- **Work to complete**
Each line below should be retyped exactly, with no pictures.

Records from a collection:
☆ ☆ ☆ ☆ ☆ ☆ ☆

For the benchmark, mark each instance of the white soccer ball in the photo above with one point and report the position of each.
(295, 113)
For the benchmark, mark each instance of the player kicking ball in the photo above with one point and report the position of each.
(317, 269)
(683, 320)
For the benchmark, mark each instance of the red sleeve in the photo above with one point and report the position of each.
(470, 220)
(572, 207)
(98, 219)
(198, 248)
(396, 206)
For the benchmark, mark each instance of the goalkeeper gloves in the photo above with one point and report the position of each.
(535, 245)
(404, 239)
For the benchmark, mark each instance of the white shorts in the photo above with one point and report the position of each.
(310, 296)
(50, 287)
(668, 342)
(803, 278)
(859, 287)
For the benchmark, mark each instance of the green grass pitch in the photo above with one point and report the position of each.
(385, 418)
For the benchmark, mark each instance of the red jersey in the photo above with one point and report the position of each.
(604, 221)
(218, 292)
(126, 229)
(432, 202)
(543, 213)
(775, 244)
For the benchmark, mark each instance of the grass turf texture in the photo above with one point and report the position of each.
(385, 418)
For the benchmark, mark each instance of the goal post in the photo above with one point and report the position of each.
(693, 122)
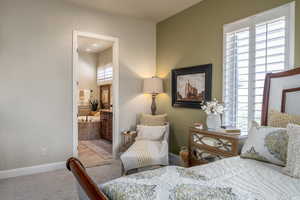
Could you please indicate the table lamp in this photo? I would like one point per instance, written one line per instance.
(153, 86)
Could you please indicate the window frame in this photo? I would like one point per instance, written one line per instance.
(287, 11)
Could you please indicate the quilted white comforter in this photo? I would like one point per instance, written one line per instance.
(227, 179)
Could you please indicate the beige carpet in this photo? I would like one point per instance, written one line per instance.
(55, 185)
(95, 153)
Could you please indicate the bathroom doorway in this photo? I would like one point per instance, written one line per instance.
(95, 98)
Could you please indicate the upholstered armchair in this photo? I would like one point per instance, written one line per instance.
(148, 150)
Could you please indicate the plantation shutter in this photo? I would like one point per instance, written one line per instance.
(236, 78)
(253, 47)
(105, 73)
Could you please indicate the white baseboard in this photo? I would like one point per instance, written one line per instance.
(174, 159)
(31, 170)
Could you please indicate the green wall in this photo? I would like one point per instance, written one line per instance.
(194, 37)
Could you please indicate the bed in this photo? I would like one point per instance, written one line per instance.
(228, 179)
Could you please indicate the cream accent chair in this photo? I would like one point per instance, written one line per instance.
(145, 154)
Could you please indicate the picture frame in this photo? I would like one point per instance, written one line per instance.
(191, 86)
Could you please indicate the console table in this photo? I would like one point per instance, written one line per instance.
(207, 146)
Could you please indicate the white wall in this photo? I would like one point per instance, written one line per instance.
(36, 75)
(88, 71)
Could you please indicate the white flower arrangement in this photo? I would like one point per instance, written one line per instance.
(212, 107)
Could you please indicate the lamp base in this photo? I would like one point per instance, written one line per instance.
(153, 104)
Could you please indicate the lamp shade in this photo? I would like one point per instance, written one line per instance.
(153, 85)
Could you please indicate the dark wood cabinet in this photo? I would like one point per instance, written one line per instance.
(106, 125)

☆ ☆ ☆ ☆ ☆ ☆ ☆

- **The solution**
For the benchmark, mark each instance of the white soccer ball in the photo above with one point and report the position of each.
(295, 113)
For the benchmark, mark each instance of the player kicking ball in the photo above with one point and report the position of each.
(317, 269)
(683, 320)
For the benchmark, mark each instance of the red sleeve in the photo above with one point and report the position of each.
(470, 220)
(572, 207)
(98, 219)
(198, 248)
(396, 206)
For the benchmark, mark each instance of the goalkeeper gloves in the photo above with one point and report the position of each.
(535, 245)
(404, 239)
For the benchmark, mark each instance of the white shorts in the photo above with one point and report the position of each.
(310, 296)
(50, 287)
(668, 342)
(803, 278)
(859, 287)
For the benchmark, mark each instance of the green grass pitch in the photo above with one point and report the position of each.
(385, 418)
For the benchmark, mark each instance of the red jersey in the photo above with one point and report the position of each.
(604, 221)
(218, 292)
(126, 229)
(432, 202)
(543, 213)
(775, 244)
For the benchmark, mark each instance of the grass turf texture in the photo above with one point and report the position of each.
(385, 418)
For the benchmark, mark each instance of the goal post in the photo above with one point and report the position of each.
(693, 122)
Could you please indicate the table lamp in this photo? I would like one point per instance, written one line per instance.
(153, 86)
Could you please indicate the window frame in this photo? I would like one point per instance, written one line per instance.
(287, 11)
Could you please indicate the quilted white comforter in this photo? I would like one point per instance, written one line per instance.
(227, 179)
Could you please indicate the beige carpet in this photo? I would like one point per instance, written one line per instance.
(55, 185)
(95, 153)
Could you please indicate the bathroom doorway in this photo? I would like one point per instance, written one line per instance.
(95, 98)
Could you please indicate the upholstered armchair in this photo? I would like one point per instance, written one line per instance.
(148, 150)
Could you please indicate the plantation shutter in this photo? I would like one point per instance, written one line per instance.
(236, 78)
(253, 47)
(105, 73)
Could you please indicate the white baseboard in this photo? I would like one point per instance, written one line per instance.
(174, 159)
(31, 170)
Could you please indicate the green wall in this photo? I would like one point per instance, written one line per instance.
(194, 37)
Could you please indicate the bed in this photo? I would like one point per instance, written one line per instance.
(228, 179)
Could you please indicate the cream accent chair in this photo? I would like one point per instance, written one line per instance.
(145, 154)
Could you please indicate the picture frame in this photo? I would like one point per instance, written one line per instance.
(191, 86)
Could you please indicate the console table in this photo? I would like one point per instance, written one line per instance.
(207, 146)
Could you please indicate the white wall in this photo? I would like one point per instance, written one line per instance.
(36, 75)
(88, 71)
Could you please indicate the white flower arrangement in this photo? I would like one point per instance, written one line per instance.
(212, 107)
Could you please indicate the lamp base in this photo? I would like one point per instance, written one line per instance.
(153, 104)
Could you please indicate the lamp shade in this photo? I would like one point per instance, written one line per instance.
(153, 85)
Could you please indicate the dark wood cabinet in this photo? I would like one point per instance, written one line per instance.
(106, 125)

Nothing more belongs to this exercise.